What needs to be done → Return the records exactly as they are.

━━━

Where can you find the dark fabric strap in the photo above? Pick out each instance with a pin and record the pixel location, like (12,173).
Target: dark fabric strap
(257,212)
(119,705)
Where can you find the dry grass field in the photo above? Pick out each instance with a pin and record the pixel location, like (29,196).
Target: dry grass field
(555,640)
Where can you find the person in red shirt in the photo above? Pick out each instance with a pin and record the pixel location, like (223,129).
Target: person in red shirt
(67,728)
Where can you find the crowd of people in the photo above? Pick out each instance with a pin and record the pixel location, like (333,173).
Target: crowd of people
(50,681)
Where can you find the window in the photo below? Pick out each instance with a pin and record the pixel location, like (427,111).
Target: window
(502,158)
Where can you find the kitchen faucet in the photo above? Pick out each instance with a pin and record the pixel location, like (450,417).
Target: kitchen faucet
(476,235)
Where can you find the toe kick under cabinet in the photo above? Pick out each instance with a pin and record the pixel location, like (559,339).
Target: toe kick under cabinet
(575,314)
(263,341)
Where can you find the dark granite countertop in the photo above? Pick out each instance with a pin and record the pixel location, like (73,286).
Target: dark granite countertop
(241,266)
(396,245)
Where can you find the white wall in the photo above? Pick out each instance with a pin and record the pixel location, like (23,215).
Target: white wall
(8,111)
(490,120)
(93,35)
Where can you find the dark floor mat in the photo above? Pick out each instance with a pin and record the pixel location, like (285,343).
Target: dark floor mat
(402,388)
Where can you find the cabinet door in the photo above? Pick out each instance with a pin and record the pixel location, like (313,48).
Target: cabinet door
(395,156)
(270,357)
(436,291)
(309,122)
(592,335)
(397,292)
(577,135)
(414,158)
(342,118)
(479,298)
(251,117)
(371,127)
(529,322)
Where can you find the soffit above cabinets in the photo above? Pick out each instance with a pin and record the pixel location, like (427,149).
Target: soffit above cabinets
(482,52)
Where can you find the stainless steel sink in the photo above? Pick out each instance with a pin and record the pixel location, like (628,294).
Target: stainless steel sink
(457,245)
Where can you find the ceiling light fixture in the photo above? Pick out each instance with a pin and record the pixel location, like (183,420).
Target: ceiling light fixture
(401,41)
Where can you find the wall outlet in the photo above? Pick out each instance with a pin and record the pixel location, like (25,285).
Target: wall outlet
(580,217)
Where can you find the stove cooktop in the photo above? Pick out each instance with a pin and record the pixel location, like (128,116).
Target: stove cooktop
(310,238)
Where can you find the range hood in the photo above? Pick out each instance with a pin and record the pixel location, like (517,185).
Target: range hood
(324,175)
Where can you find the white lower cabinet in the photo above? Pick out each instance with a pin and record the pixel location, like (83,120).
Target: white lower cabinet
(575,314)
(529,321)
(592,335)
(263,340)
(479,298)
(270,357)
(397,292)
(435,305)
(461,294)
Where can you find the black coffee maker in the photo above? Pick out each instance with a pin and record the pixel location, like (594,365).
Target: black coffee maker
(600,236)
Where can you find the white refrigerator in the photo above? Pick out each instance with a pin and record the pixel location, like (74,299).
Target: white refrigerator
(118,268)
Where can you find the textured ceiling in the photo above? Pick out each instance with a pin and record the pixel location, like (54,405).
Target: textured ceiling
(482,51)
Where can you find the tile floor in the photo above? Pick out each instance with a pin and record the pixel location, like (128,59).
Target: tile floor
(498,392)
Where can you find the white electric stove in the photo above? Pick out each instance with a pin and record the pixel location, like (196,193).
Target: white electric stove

━━━

Solution below →
Where can you find the dark fabric strap in the photo above? Pick out each instance with a pin and record the pixel location, like (12,173).
Target: dark fabric strap
(257,212)
(119,705)
Where can you find the dry grass field in the photo above? Pick out each instance with a pin and record the pixel location, like (29,196).
Target: dry grass field
(555,640)
Where can you find the person in red shirt in the photo above? Pick out each instance with a pin and record the pixel location, like (223,129).
Target: person in red shirt
(67,728)
Where can you find the crowd of people in the photo above? Pick out each instance with a pin and record the pixel location, like (333,173).
Target: crowd of people
(50,681)
Where can you find the window in the photo below? Pick out each instance with a pin and record the pixel location, like (427,111).
Target: window
(502,158)
Where can you find the kitchen faucet in the photo above? Pick out each instance with a pin and record the pixel location, like (450,417).
Target: kitchen faucet
(476,235)
Where can you find the toe kick under cabinet in the photo above? Pick out each instance with a pin and record the pixel location, like (559,339).
Target: toe kick under cabinet
(575,314)
(263,341)
Where can you find the dark granite countertop in the photo above? Pick out each instance with a pin and record the pixel location, like (73,286).
Target: dark granite countertop
(241,266)
(396,245)
Where can you find the white wall in the photo above? Pick out each instance with a pin and record the pixel location, like (23,215).
Target: white wall
(8,111)
(490,120)
(93,35)
Where can you find the dark floor mat in the photo above? Pick out each instance with a pin and record the pixel location, like (285,343).
Target: dark floor mat
(402,388)
Where can you find the cabinet door in the photo above? Pick out each instance with a pin and record the pixel location, like (313,48).
Target: cabinet door
(395,156)
(270,357)
(436,291)
(309,122)
(592,335)
(397,292)
(577,135)
(414,158)
(342,118)
(479,298)
(251,117)
(371,127)
(529,322)
Where can you find the soffit above cabinets in the photo above? Pick out each instance with a pin and record the pixel location, like (427,149).
Target: soffit above cabinets
(482,52)
Where can you find the stainless steel sink in the photo above? Pick out each instance with a pin and record the pixel location, like (628,294).
Target: stainless steel sink
(457,245)
Where can you find the ceiling light fixture in the photo above? Pick out each instance with a pin and record the pixel location, like (183,420).
Target: ceiling light fixture
(401,41)
Where can you find the wall outlet in the photo above? Pick out each instance with a pin and record the pixel location, like (25,285).
Target: wall outlet
(580,217)
Where can you find the stove cooktop in the photo above? Pick out each instance with a pin and record the pixel location, like (128,116).
Target: stove cooktop
(310,238)
Where can you find the range hood in the photo above? Pick out each instance with a pin and record the pixel location, like (517,185).
Target: range hood
(324,175)
Where can you find the white lower cabinet in the photo above? Pick out each instance with a pin and record the pixel location, like (83,120).
Target: white lower cabinet
(575,314)
(529,321)
(592,335)
(263,340)
(479,298)
(270,357)
(397,292)
(435,305)
(461,294)
Where can you find the black coffee maker in the photo above? Pick out each instance with a pin and record the pixel location, like (594,365).
Target: black coffee maker
(600,236)
Where can you find the white refrigerator in the photo above? Pick out each instance with a pin and record the pixel location, like (74,299).
Target: white refrigerator
(118,268)
Where can you find the textured ceiling in the photo above? Pick out each instance with a pin and record the pixel location, like (54,405).
Target: textured ceiling
(482,51)
Where can you find the tile floor in the photo above? Pick out each instance with a pin and record the pixel location, like (128,59).
Target: tile floor
(498,392)
Where can you find the white electric stove in the photo above? Pick out each instance with a pin and record the pixel location, like (196,193).
Target: white electric stove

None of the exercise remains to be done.